Handling Token Limits Gracefully in Production

In development, hitting a token limit means a failed test. In production, it means a broken user experience, a lost customer request, or silent data loss. Building robust token limit handling is essential for any application that relies on LLM APIs. Here are the patterns that work.

The Three Failure Modes

Token limits can bite you in three ways:

Input too long: Your prompt exceeds the model's context window. The API returns a 400 error.
Output truncated: The model's response hits max_tokens and gets cut off mid-sentence. You get partial, unusable output.
Combined overflow: Input + output together exceed the context window. The model starts generating but runs out of space, producing a short or degraded response.

Pattern 1: Pre-flight Token Check

Count tokens before sending the request. If the input is too large, truncate or chunk it before the API call — not after.

import tiktoken

def safe_completion(messages, model="gpt-4o", max_output=4096):
    enc = tiktoken.encoding_for_model(model)
    context_limit = 128_000  # GPT-4o limit

    # Count input tokens
    input_tokens = sum(
        len(enc.encode(m["content"])) + 4  # message overhead
        for m in messages
    ) + 3  # reply priming

    available = context_limit - input_tokens
    if available < max_output:
        if available < 100:
            raise TokenBudgetExceeded(
                f"Input uses {input_tokens} tokens, "
                f"only {available} left for output"
            )
        max_output = available  # Reduce output budget

    return client.chat.completions.create(
        model=model,
        messages=messages,
        max_tokens=max_output
    )

Pattern 2: Smart Truncation

When input is too long, don't just chop off the end. Different content types need different truncation strategies:

def truncate_to_budget(text, max_tokens, model="gpt-4o",
                       strategy="tail"):
    enc = tiktoken.encoding_for_model(model)
    tokens = enc.encode(text)

    if len(tokens) <= max_tokens:
        return text

    if strategy == "tail":
        # Keep the end (good for conversations)
        tokens = tokens[-max_tokens:]
    elif strategy == "head":
        # Keep the beginning (good for documents)

[EXERCISE SET]:
• a. Please list the failure modes that the token-limit article names.
• b. Update the token-limit article from "Handling Token Limits" to "patterns that work.", putting "language model APIs" in place of "LLM APIs".
The material that follows has no connection to the token-limit article.

[DATASET EXCERPTS]:

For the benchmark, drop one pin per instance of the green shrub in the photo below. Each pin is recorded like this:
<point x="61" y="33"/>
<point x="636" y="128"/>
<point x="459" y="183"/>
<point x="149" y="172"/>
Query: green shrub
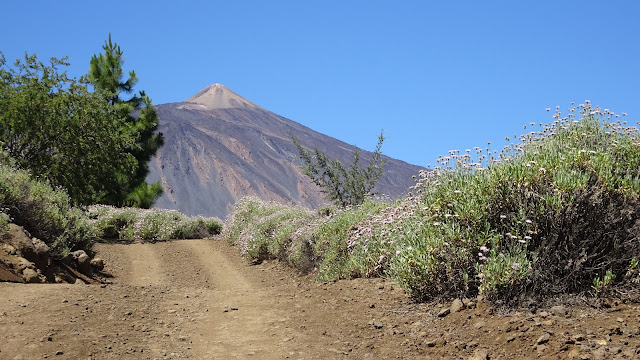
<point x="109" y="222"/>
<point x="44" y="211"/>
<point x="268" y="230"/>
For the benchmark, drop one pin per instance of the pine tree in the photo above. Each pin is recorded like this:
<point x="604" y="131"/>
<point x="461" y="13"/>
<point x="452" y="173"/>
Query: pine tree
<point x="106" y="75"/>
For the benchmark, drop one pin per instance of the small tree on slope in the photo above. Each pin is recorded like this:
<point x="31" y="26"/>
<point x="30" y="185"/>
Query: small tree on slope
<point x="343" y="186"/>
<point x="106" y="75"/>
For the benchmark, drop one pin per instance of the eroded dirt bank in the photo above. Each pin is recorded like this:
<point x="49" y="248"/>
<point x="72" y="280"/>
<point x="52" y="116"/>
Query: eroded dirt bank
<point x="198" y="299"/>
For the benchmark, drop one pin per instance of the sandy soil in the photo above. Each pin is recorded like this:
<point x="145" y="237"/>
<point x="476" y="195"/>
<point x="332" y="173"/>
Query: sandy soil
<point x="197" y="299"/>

[SOLVED PROBLEMS]:
• a. Input too long, output truncated, and combined overflow.

• b.
Handling Token Limits Gracefully in Production

In development, hitting a token limit means a failed test. In production, it means a broken user experience, a lost customer request, or silent data loss. Building robust token limit handling is essential for any application that relies on language model APIs. Here are the patterns that work.